» **Directions for this task**:
Report every line of the entries below that contains the string "yellow".

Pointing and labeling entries
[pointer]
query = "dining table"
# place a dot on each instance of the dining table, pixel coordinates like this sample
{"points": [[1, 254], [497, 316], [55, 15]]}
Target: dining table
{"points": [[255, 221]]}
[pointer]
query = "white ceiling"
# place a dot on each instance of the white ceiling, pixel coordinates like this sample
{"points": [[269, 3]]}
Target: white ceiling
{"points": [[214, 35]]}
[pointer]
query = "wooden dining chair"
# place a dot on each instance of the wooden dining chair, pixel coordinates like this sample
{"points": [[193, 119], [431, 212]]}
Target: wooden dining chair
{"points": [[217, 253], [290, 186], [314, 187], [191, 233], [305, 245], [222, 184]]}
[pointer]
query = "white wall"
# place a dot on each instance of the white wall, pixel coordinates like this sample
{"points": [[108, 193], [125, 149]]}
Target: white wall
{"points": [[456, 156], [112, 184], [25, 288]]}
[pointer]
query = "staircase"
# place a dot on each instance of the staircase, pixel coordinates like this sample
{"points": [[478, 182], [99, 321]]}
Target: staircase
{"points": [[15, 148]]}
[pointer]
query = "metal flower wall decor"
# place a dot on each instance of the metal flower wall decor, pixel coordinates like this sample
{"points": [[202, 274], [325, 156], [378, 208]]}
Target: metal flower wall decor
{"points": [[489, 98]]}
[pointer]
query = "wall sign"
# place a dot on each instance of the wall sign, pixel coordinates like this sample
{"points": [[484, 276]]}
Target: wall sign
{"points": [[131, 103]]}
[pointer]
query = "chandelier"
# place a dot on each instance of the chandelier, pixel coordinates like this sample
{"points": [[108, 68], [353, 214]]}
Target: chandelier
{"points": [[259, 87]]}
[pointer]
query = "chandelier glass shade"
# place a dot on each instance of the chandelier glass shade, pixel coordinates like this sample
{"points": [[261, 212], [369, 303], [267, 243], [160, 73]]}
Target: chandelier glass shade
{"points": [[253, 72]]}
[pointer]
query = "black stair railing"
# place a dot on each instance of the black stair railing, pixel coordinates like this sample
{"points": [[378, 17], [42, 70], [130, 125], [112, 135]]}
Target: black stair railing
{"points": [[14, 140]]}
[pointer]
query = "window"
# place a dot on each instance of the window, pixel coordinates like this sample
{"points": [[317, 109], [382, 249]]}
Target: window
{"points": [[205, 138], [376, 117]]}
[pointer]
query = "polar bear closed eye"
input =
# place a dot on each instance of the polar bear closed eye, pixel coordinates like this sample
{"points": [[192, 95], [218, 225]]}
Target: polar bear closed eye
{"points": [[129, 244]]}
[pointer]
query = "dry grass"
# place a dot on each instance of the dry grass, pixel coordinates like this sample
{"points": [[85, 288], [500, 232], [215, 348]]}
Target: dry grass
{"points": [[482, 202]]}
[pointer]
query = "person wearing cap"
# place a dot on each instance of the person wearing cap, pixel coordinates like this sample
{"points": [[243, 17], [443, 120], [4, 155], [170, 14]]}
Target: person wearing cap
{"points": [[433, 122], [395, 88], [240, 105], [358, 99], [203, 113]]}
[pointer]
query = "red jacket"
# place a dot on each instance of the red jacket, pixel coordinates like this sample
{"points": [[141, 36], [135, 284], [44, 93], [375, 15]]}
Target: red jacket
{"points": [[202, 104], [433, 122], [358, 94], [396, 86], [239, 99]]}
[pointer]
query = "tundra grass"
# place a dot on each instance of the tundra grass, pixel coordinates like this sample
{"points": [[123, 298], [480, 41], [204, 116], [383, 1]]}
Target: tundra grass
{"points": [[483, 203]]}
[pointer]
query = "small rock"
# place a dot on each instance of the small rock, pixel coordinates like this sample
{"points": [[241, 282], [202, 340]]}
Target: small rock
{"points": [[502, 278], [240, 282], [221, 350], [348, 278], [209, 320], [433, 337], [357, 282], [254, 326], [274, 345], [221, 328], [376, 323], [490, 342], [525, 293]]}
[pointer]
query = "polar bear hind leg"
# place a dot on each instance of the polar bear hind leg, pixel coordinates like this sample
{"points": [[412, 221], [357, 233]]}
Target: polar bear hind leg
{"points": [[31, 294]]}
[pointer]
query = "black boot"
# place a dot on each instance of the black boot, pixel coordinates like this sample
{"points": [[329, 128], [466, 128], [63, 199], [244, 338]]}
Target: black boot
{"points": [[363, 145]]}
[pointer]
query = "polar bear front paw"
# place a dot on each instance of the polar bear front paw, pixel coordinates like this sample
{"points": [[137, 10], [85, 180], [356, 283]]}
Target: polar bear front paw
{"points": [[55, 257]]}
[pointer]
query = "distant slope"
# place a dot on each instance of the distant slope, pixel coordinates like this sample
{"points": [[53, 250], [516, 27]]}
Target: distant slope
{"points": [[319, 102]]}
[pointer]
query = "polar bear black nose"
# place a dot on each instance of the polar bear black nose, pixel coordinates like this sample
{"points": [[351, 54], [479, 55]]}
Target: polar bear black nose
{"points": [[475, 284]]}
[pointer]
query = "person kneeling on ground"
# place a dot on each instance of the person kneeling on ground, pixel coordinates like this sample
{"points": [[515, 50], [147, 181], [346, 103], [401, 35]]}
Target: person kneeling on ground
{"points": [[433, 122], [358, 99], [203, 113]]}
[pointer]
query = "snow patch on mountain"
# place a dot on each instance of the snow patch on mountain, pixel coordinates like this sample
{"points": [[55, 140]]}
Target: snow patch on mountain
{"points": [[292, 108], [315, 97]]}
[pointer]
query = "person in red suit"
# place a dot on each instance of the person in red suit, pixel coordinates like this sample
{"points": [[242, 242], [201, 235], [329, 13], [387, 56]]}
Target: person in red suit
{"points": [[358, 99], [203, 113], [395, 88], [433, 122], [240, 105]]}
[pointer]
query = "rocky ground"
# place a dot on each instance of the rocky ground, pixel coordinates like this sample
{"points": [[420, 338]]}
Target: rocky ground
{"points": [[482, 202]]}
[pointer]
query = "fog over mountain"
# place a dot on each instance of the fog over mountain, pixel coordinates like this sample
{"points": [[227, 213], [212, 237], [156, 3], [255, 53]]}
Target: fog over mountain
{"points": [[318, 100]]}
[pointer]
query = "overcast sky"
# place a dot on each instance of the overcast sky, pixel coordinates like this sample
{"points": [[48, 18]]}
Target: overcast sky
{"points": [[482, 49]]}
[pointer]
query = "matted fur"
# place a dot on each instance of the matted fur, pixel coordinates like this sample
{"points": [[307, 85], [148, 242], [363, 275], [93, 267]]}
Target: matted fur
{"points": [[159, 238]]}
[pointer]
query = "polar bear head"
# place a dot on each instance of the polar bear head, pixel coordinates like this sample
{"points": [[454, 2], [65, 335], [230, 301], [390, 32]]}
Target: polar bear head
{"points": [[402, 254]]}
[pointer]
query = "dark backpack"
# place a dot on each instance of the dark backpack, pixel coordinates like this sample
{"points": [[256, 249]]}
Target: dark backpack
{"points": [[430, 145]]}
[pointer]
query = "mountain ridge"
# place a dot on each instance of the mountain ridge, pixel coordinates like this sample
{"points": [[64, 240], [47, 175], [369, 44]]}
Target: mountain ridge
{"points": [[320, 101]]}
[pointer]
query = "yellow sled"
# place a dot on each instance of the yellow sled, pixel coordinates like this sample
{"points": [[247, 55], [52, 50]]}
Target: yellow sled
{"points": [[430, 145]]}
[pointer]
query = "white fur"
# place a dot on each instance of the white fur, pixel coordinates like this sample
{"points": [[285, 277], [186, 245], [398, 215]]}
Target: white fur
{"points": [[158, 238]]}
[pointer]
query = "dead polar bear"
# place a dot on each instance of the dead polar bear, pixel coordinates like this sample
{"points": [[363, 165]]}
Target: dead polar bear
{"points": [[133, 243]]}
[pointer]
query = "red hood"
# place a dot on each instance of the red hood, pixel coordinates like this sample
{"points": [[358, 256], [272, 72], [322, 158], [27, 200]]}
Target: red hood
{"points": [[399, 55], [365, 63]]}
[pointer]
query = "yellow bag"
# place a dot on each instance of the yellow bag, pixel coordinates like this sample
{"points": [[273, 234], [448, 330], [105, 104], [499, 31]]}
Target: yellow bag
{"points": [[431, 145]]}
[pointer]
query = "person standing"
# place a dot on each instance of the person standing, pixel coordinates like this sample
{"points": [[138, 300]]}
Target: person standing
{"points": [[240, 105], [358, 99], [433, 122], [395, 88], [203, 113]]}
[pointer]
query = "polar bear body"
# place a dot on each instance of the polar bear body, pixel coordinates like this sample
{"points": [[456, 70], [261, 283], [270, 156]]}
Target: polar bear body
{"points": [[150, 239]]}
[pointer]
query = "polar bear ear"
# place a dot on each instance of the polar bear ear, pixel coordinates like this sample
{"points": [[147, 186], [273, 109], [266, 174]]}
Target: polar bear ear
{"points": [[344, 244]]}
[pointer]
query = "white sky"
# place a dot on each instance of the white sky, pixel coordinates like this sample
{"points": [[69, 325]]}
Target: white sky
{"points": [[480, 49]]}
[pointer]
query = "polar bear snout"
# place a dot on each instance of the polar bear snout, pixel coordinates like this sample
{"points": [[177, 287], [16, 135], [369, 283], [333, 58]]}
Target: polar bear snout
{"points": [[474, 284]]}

» **Task answer**:
query = "yellow sled"
# place a dot on each instance of the yellow sled, pixel coordinates like this sample
Target: yellow sled
query = "yellow bag"
# place a dot on each instance of the yellow bag, pixel coordinates like this sample
Target: yellow bag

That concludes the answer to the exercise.